» **Selected text**:
────

By Jeffrey D Sachs and Sybil Fares

Peace can come through the immediate implementation of the two-state solution, making the admission of Palestine to the United Nations the starting point, not the ending point.

The two-state solution is enshrined in international law and is the only viable path to a long-lasting peace. All other solutions — a continuation of Israel’s apartheid regime, one bi-national state, or one unitary state — would guarantee a continuation of war by one side or the other or both. Yet the two-state solution seems irretrievably blocked. It is not. Here is a pathway.

The Israeli government strongly opposes a two-state solution, as does a significant proportion of the Israeli population, some on religious grounds (“God gave us the land”) and some on security grounds (“We can never be safe with a State of Palestine”). A significant proportion of Palestinians regard Israel as an illegitimate settler-colonial entity, and in any event distrust any peace process.

How then to proceed?

The usual recommendation is the following six-step sequence of events: (1) ceasefire; (2) release of hostages; (3) humanitarian assistance; (4) reconstruction; (5) peace conference for negotiations between Israel and Palestine; and finally (6) establishment of two states on agreed boundaries. This path is impossible. There is a perpetual deadlock on steps 5 and 6, and this sequence has failed for 57 years since the 1967 war.

Two sovereign states, on the boundaries of June 4, 1967, protected initially by UN-backed peacekeepers and other guarantees, will be the starting point for a comprehensive and just peace…

The failure of Oslo is the paradigmatic case in point. There are irreconcilable differences, such as the status of East Jerusalem. Israeli zealots would force from power any Israeli politician who dares to give up East Jerusalem to Palestinian sovereignty and Palestinian zealots would do the same with any Palestinian leader who gave up sovereignty over East Jerusalem. We should relinquish the continuing illusion that Israel will ever reach agreement, or that Palestine would ever have the negotiating power to engage meaningfully with Israel, especially when the Palestinian Authority is highly dependent on the US and other funders.

The correct approach is therefore the opposite, starting with the establishment of two states on globally agreed boundaries, notably the boundaries of June 4, 1967 as enshrined in UN Security Council and UN General Assembly resolutions. The UN member states will have to impose the two-state solution, instead of waiting for yet another Palestinian-Israeli failed negotiation.

Thus, the settlement should follow this order: (1) establishment of Palestine as 194th member state within two-state solution framework on June 4, 1967 borders; (2) immediate ceasefire; (3) release of hostages; (4) humanitarian assistance; (5) peacekeepers, disarmament and mutual security; and (6) negotiation on modalities (settlements, return of refugees, mutually agreed land-swaps, and others; but not boundaries).

────

» **Stored records**:
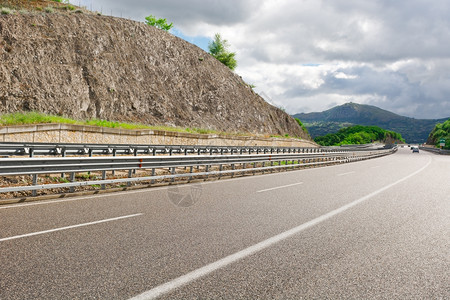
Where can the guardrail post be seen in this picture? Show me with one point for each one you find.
(172, 172)
(153, 174)
(114, 154)
(130, 175)
(72, 179)
(63, 154)
(34, 192)
(103, 186)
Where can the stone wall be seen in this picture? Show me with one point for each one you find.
(68, 133)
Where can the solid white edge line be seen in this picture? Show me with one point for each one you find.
(279, 187)
(348, 173)
(146, 190)
(67, 227)
(203, 271)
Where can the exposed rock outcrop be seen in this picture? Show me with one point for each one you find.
(88, 66)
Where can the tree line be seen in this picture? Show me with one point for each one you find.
(357, 135)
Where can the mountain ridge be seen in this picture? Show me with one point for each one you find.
(331, 120)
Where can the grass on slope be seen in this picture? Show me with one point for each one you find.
(23, 118)
(20, 118)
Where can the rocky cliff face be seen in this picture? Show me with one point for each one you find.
(89, 66)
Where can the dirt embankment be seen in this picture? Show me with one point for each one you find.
(88, 66)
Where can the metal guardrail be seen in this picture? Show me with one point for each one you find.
(73, 149)
(436, 150)
(224, 164)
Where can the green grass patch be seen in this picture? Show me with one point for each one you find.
(25, 118)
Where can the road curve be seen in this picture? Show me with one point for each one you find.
(376, 229)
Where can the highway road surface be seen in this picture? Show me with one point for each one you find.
(376, 229)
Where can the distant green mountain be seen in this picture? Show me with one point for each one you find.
(356, 135)
(441, 131)
(330, 121)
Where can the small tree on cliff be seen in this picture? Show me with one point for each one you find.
(158, 23)
(218, 48)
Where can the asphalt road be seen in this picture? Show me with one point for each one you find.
(376, 229)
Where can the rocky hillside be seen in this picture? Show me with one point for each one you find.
(89, 66)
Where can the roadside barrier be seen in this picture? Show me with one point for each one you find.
(146, 168)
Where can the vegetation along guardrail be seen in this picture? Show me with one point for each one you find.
(167, 167)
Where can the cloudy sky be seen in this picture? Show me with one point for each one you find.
(311, 55)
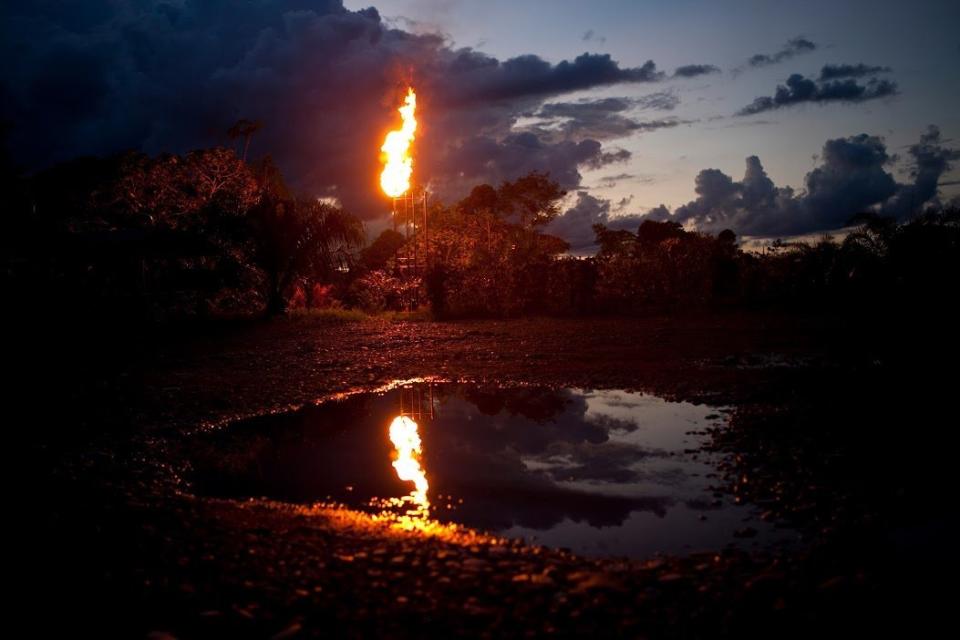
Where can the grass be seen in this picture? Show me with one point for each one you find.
(343, 316)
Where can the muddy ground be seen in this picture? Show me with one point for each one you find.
(837, 429)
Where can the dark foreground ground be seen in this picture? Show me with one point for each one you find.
(839, 428)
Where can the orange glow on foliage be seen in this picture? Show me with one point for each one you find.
(395, 152)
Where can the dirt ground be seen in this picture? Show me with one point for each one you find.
(119, 545)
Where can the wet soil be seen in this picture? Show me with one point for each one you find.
(834, 429)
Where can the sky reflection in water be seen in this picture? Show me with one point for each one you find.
(599, 472)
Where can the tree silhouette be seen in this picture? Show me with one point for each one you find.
(245, 129)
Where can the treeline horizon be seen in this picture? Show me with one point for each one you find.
(208, 236)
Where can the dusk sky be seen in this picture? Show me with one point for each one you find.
(849, 128)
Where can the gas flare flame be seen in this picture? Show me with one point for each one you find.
(406, 441)
(395, 152)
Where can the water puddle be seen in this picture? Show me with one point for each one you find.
(599, 472)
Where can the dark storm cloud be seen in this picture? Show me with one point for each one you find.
(591, 36)
(799, 90)
(492, 160)
(608, 157)
(575, 225)
(660, 101)
(607, 182)
(599, 119)
(852, 178)
(694, 70)
(792, 48)
(834, 71)
(929, 161)
(98, 77)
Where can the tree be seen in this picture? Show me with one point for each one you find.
(245, 129)
(300, 239)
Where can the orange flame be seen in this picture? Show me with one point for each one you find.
(406, 440)
(395, 152)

────

From the article on the two-state solution, retype the passage that opens with "The failure of" and closes with "and other funders.".

» **Solution to this task**:
The failure of Oslo is the paradigmatic case in point. There are irreconcilable differences, such as the status of East Jerusalem. Israeli zealots would force from power any Israeli politician who dares to give up East Jerusalem to Palestinian sovereignty and Palestinian zealots would do the same with any Palestinian leader who gave up sovereignty over East Jerusalem. We should relinquish the continuing illusion that Israel will ever reach agreement, or that Palestine would ever have the negotiating power to engage meaningfully with Israel, especially when the Palestinian Authority is highly dependent on the US and other funders.